Exercise input —

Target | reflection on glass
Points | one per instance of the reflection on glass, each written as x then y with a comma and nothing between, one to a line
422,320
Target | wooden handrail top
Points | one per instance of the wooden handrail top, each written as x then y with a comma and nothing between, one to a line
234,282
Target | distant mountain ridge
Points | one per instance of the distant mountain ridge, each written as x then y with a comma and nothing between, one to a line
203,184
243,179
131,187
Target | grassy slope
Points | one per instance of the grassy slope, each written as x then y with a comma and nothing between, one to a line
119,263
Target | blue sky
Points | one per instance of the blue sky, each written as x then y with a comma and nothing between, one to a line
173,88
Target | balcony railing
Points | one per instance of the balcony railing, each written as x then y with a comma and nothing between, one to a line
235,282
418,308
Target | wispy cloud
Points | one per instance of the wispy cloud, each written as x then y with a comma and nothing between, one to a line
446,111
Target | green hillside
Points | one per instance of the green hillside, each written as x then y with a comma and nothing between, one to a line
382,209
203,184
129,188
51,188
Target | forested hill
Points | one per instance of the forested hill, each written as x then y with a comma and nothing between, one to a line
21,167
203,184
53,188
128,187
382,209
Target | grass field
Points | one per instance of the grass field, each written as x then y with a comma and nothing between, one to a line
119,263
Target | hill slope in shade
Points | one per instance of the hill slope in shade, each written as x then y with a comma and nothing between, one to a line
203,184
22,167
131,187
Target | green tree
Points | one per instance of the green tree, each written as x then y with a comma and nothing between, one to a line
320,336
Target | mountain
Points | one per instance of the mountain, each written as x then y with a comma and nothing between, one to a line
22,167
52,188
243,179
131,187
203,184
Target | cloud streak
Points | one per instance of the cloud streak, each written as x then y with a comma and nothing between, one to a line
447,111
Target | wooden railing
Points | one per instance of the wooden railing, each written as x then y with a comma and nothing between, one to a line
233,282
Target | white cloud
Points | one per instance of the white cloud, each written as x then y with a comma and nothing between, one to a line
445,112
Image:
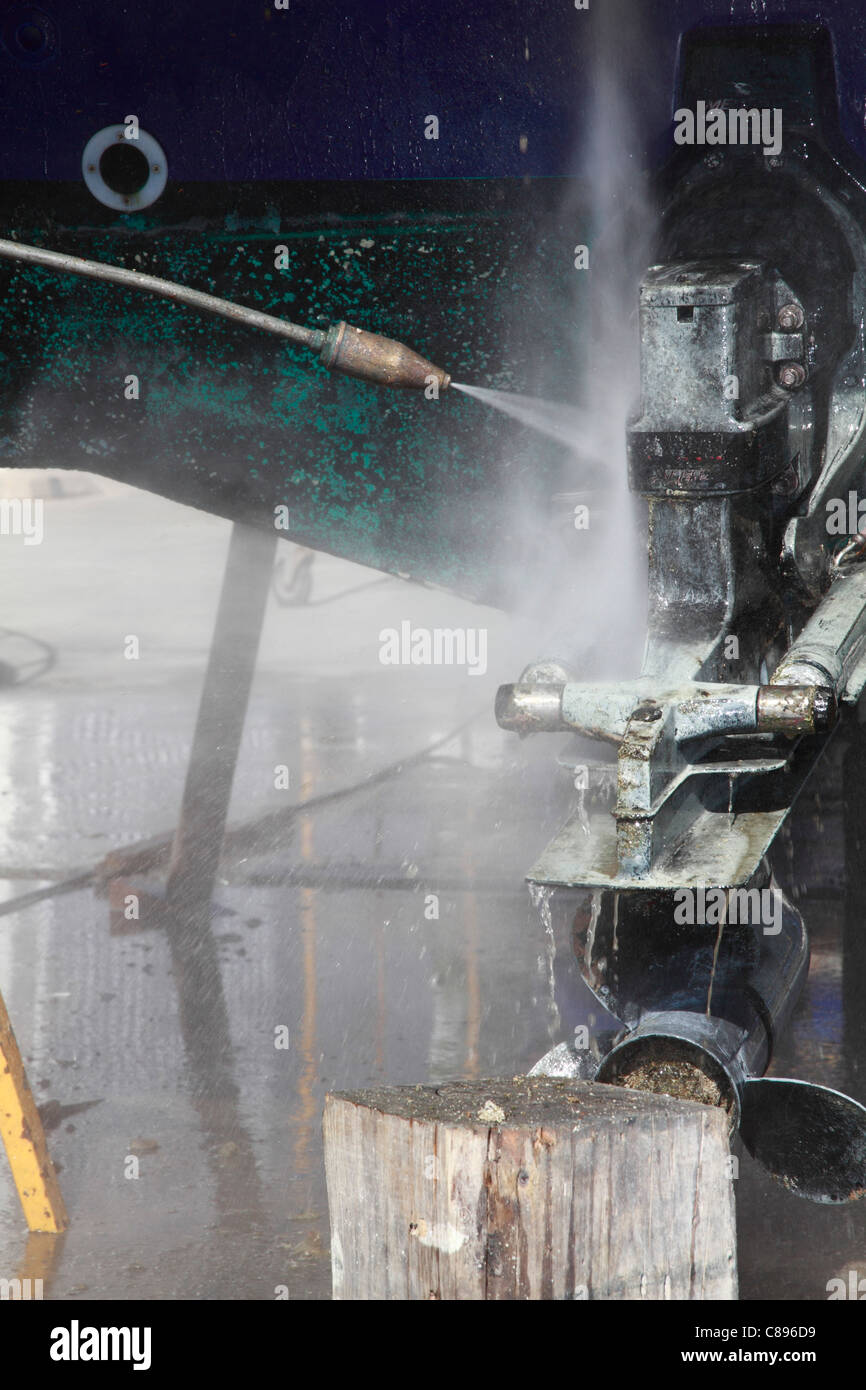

What to produce — Show every line of the records above that contains the string "railing", copying each line in full. Case counts.

Correct output —
Target | balcony railing
Points | one per instance of the balcony railing, each written as x then y with a comma and nothing between, one to a line
Target | wooden railing
Points | one per instance of the wooden railing, each written as x then y with a comma and nothing between, one to a line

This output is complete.